#### [Problem description]
From the records below, pull out every line that contains the word "concrete" and copy each one in full.

#### [Entries shown]

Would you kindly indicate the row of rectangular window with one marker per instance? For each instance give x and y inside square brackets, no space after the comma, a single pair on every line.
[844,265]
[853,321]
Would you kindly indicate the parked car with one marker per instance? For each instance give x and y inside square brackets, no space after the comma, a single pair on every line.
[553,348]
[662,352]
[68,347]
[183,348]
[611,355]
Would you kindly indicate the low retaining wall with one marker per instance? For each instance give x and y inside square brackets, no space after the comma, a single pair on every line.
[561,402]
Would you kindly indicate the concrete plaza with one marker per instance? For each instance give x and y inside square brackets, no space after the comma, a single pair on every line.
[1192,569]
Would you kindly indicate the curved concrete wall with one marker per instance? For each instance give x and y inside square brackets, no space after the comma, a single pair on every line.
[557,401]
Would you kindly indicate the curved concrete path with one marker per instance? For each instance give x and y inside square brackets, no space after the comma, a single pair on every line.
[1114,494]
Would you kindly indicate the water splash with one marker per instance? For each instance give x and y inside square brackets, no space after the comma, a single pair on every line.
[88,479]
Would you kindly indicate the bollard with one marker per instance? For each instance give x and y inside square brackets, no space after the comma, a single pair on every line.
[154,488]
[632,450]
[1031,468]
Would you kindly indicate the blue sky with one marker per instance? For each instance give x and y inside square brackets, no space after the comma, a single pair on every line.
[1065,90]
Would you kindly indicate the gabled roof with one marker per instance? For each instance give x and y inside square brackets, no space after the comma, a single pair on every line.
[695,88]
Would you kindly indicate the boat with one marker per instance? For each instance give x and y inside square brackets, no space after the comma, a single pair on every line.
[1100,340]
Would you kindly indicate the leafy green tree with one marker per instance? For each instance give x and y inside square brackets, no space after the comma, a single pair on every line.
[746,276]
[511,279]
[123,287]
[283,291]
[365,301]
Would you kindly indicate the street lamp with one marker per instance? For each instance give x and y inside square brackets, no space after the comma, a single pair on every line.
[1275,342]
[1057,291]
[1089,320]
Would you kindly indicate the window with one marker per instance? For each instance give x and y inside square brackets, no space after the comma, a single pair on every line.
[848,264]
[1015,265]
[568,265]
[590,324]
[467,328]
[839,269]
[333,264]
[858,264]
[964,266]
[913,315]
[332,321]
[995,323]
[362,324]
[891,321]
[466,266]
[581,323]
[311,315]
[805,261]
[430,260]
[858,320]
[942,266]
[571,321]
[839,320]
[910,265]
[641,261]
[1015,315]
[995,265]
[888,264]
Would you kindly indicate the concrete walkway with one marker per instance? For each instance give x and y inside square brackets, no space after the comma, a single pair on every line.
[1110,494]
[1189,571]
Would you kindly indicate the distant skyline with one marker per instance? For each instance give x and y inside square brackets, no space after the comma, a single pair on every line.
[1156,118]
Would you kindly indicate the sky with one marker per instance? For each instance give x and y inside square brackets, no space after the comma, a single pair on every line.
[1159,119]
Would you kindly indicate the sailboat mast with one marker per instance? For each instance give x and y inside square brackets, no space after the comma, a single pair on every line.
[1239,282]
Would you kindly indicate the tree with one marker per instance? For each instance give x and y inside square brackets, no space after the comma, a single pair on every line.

...

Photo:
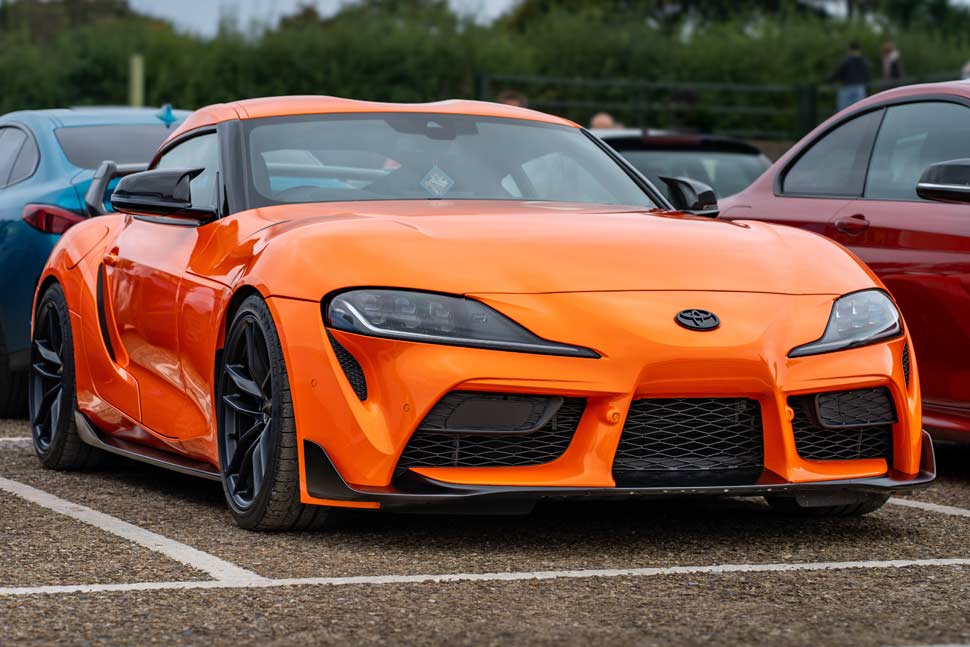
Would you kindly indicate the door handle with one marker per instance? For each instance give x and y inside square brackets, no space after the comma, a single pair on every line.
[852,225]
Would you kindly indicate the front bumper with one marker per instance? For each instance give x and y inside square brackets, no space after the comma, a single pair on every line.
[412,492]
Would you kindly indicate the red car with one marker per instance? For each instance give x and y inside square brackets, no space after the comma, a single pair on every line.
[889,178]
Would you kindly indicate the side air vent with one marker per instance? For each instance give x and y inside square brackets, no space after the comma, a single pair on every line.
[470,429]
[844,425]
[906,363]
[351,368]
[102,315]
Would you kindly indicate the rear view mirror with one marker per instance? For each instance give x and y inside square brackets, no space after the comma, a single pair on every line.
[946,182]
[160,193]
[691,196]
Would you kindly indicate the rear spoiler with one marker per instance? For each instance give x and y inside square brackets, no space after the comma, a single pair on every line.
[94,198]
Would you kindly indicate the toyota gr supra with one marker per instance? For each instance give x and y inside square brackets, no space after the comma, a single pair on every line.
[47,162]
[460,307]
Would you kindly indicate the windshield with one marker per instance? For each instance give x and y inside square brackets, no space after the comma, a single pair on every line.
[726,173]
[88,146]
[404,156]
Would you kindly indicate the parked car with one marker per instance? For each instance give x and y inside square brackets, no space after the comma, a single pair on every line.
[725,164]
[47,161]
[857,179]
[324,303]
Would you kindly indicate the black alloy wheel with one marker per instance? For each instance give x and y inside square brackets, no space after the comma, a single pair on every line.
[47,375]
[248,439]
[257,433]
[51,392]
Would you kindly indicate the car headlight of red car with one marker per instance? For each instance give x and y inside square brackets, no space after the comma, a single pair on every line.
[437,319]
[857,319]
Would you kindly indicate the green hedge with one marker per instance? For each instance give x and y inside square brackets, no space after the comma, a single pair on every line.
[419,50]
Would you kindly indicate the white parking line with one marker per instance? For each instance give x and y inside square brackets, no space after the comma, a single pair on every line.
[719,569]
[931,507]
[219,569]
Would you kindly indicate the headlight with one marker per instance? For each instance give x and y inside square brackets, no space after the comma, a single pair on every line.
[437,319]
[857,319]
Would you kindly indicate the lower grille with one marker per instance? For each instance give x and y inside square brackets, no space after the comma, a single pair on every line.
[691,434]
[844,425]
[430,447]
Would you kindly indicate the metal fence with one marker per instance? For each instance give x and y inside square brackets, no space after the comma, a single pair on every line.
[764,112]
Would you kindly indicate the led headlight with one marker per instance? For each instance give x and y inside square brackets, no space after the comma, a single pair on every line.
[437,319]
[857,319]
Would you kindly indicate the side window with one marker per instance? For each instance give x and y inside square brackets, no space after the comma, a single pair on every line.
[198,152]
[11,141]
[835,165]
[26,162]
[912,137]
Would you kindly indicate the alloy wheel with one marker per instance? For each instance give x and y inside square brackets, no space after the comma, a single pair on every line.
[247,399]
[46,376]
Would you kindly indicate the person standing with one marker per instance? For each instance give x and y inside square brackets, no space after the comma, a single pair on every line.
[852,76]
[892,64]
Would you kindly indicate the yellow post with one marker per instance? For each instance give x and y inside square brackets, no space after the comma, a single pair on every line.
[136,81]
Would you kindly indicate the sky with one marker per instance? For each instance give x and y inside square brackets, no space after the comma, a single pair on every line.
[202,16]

#### [Reply to the exercise]
Would you kindly indicate the concrete plaza with one marker per instance? For each instance give x and y inside square brackets, no space after the comma, a single pair on every line.
Would you kindly indicate the curved concrete wall with one marker per instance? For each instance give x and y inside square brackets, no space after the comma, a single pair on every line.
Would you kindly indicate the curved concrete path with one marker per instance? For each instance give x and y inside square brackets, no space after the comma, a single pair on every line.
Would you kindly indicate the concrete walkway with one marker per instance? For each instance give x and y inside square brackets, no space after the comma, a single pair on every line.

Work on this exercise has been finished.